Exercise materials:
══════════════════════════════

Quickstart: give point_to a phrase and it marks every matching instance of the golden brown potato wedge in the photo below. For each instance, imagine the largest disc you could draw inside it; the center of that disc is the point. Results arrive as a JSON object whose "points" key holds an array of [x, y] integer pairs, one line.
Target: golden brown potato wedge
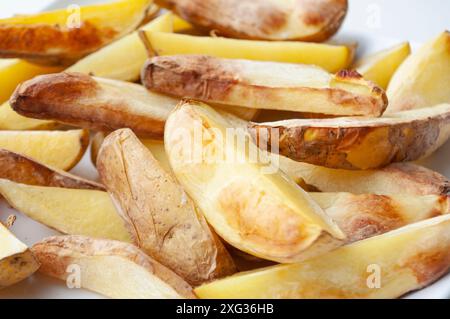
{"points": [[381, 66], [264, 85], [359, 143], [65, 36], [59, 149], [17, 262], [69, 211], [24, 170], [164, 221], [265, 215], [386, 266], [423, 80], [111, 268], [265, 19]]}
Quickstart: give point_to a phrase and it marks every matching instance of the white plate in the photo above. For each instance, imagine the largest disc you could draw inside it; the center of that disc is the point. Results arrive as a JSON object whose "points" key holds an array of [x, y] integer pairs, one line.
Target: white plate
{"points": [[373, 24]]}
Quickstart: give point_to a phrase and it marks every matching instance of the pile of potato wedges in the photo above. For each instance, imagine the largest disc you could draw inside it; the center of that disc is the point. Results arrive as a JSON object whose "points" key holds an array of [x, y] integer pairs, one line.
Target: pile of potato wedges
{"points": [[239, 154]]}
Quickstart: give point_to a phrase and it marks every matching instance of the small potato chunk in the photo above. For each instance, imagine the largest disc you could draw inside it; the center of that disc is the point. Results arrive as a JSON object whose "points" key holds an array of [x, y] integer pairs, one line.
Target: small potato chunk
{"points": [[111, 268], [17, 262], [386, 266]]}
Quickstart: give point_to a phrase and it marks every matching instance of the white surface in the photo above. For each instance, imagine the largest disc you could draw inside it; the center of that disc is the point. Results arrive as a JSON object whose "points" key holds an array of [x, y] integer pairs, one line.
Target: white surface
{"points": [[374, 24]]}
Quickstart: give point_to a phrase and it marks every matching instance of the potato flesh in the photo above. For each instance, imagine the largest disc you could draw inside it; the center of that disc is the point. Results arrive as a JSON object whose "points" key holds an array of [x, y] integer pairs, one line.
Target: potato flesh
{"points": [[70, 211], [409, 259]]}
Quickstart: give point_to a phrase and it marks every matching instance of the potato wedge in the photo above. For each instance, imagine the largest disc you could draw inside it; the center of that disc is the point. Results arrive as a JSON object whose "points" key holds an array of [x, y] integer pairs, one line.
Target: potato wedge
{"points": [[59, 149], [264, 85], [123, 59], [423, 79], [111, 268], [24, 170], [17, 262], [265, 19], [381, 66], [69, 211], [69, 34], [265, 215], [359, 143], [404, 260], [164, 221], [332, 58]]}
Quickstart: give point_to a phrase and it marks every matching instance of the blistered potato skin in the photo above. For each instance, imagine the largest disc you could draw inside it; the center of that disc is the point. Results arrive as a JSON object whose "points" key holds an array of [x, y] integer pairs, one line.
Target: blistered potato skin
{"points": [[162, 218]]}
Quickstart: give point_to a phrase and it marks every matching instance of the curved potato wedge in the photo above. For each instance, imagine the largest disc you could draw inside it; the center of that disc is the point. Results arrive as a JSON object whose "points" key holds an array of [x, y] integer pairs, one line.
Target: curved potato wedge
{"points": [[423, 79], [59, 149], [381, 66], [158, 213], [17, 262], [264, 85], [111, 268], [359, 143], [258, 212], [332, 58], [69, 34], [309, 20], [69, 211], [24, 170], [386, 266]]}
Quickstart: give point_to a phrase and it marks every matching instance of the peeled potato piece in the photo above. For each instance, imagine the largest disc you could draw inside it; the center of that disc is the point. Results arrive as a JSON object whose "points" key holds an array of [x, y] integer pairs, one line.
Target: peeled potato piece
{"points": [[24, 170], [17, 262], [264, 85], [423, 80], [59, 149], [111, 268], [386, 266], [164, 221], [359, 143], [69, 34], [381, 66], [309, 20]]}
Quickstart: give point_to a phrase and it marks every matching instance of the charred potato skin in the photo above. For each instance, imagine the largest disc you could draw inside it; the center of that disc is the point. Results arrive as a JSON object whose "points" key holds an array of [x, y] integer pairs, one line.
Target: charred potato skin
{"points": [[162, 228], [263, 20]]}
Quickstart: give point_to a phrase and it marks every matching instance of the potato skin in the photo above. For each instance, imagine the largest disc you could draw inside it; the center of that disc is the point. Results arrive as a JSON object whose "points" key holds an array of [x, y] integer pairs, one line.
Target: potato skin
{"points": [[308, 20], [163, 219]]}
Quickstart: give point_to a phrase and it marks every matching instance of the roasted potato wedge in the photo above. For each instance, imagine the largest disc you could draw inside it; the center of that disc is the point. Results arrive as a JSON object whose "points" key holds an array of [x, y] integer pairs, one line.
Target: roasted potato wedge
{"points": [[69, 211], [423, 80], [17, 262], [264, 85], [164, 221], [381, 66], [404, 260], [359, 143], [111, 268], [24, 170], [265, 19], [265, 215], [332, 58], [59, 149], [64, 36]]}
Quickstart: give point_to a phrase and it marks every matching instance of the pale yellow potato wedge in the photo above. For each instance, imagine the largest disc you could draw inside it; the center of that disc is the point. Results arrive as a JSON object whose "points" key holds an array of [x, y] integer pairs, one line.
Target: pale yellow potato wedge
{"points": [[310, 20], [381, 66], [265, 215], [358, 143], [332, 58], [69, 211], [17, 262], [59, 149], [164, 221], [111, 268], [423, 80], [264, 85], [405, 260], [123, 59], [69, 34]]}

══════════════════════════════

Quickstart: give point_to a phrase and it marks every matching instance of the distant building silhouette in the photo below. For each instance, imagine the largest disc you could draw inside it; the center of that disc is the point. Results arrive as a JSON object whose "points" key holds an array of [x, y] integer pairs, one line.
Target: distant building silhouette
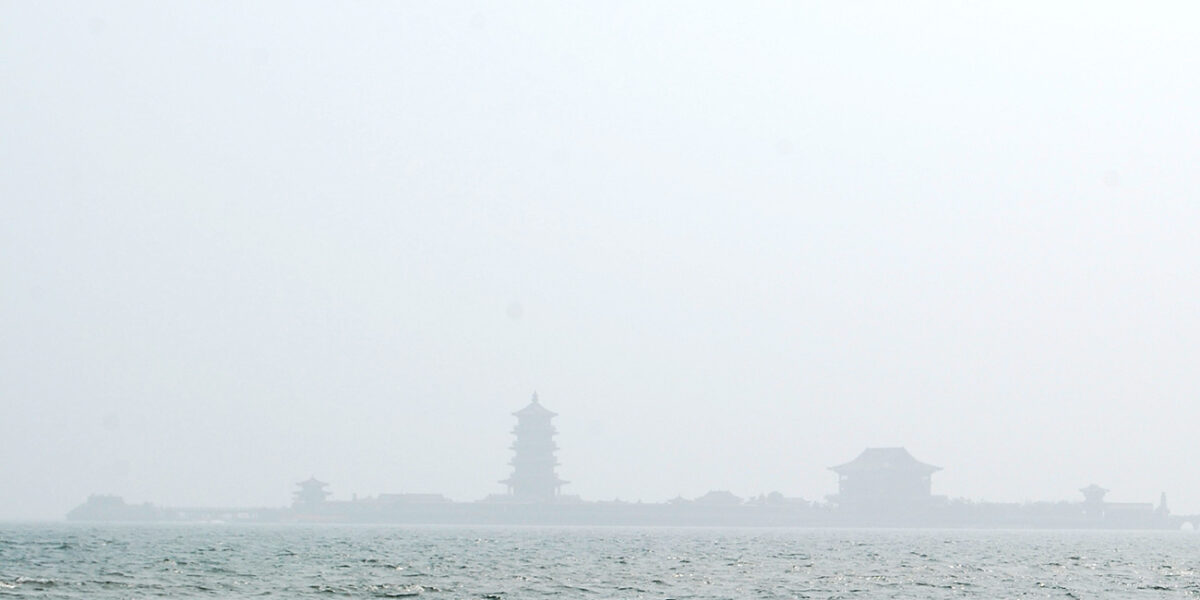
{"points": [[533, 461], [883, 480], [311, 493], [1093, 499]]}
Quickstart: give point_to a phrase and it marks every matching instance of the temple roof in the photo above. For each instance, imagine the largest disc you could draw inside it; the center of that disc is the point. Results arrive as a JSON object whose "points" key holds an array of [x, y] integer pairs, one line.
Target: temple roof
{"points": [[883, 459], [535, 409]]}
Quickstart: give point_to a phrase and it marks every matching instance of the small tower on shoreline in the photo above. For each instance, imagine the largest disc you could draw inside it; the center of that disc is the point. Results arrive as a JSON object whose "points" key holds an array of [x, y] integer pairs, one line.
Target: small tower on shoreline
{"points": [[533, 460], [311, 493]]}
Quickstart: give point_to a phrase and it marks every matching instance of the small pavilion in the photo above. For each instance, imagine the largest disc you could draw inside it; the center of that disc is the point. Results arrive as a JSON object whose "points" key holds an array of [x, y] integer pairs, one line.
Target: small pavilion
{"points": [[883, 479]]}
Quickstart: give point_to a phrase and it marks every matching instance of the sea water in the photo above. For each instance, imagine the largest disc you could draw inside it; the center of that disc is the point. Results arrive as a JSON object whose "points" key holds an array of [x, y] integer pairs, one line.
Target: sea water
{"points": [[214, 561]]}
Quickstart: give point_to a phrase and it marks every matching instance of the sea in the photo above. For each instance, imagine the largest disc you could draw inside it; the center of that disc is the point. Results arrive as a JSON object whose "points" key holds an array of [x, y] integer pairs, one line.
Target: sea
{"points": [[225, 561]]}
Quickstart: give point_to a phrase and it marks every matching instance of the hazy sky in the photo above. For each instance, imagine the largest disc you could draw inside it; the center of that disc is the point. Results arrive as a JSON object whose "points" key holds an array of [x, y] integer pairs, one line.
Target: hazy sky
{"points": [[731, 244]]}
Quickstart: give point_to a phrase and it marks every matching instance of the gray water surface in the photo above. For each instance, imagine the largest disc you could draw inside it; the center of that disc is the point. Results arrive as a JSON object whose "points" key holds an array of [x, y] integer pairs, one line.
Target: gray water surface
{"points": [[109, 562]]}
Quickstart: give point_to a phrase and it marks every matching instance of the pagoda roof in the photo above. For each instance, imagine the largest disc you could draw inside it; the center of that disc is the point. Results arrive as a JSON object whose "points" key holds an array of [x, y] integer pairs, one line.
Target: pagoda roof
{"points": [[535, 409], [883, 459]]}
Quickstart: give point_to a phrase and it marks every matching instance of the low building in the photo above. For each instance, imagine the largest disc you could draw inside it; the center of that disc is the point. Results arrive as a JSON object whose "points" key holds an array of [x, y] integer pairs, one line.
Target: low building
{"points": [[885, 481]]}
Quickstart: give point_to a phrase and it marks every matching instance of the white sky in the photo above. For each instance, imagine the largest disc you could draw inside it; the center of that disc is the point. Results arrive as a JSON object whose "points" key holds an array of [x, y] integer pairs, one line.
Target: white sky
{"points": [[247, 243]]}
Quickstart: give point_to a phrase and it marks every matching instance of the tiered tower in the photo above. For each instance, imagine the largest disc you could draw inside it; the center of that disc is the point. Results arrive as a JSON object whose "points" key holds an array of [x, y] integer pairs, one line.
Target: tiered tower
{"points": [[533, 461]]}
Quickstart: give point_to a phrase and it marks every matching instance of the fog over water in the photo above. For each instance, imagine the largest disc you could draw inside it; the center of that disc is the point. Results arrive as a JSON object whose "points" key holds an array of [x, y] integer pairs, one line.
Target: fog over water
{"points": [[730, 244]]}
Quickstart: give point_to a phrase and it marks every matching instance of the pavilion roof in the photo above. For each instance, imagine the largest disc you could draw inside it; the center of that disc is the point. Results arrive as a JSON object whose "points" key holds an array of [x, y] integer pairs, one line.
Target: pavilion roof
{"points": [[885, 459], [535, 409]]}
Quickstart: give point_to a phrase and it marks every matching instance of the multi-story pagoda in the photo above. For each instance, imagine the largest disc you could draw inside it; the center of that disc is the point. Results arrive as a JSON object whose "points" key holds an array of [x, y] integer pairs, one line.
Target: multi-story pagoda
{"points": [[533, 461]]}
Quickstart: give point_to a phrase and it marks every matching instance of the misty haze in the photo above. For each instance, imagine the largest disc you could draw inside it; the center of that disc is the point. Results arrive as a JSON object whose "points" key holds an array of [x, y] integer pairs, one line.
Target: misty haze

══════════════════════════════

Exercise brief: Print the stretch of the listing above from the line that contains "of the curved" through the line that contains "Target: curved potato wedge", copied character for character.

Response to this exercise:
Quickstart: give point_to a phrase and it marks every matching instance of the curved potato wedge in the photo above. For each instance, imagine the largest disc you could draw inside it; the center of that disc is the point. Results arrive as a JSON object whose "points" key holds an array of [x, y] integer pairs, one line.
Target: curved potato wedge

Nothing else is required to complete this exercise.